#### Document extract:

Surrounded by all these bright minds, I half-expected Paul McCartney’s syrupy croon to emerge from the speakers, singing, “You have to admit it’s getting better” during the coffee break between first two “inspiration sessions.” And at that moment, I might have even tapped my foot. After hearing these talks, it at least felt like it’s getting better.
One guy showed a slide that depicted extreme poverty decreasing by shocking percentages. I began to feel a stirring sense of humanist optimism, my cynical heart growing three sizes like Seuss’s Grinch after learning the true meaning of Christmas. By the second coffee break I’d come around to the conference. I was having lots of Gee Whiz Moments. I was having… fun.
But still, what real utility can be found in this confab and the rest of the global PowerPoint parade? The hour-long lunch period would suggest that its real value is as a high-powered schmoozefest of the digital elite — a way for thinkers to connect with other thinkers offline. The talks themselves suddenly seemed ancillary.
And yet, maybe there was something powerful hiding amidst the buzzwords and slick slide transitions. The conference ended with a keynote by Clay Shirky, the shiny-headed techno-thinker. He says things that, were they uttered by anyone else, would sound like meaningless jargon. But when Shirky drops “the space in between silly and serious is incredibly important,” I feel like I’ve climbed a Himalayan mountain to meet this guru. Shirky looks at things differently, and with little aphorisms that seem off-the-cuff in their elegance, he’ll make you see them differently too.

#### Available data:
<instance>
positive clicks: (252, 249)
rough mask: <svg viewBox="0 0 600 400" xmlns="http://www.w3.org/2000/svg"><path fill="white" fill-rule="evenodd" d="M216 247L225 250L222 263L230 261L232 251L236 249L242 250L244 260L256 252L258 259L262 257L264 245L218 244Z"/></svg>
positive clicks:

#### Required tasks:
a. Please print the conference piece word for word, beginning at the words "And yet, maybe" and stopping after "them differently too.".
b. Decide whether each statement agrees with the conference piece, answering yes or no and quoting the words that settle it: (i) the conference ended with a keynote by Clay Shirky; (ii) the lunch period lasted two hours; (iii) one slide showed extreme poverty increasing.
The material was taken from a separate source, not from the conference piece.

#### Responses in order:
a.
And yet, maybe there was something powerful hiding amidst the buzzwords and slick slide transitions. The conference ended with a keynote by Clay Shirky, the shiny-headed techno-thinker. He says things that, were they uttered by anyone else, would sound like meaningless jargon. But when Shirky drops “the space in between silly and serious is incredibly important,” I feel like I’ve climbed a Himalayan mountain to meet this guru. Shirky looks at things differently, and with little aphorisms that seem off-the-cuff in their elegance, he’ll make you see them differently too.

b.
(i) Yes: "The conference ended with a keynote by Clay Shirky"
(ii) No: "The hour-long lunch period"
(iii) No: "depicted extreme poverty decreasing by shocking percentages"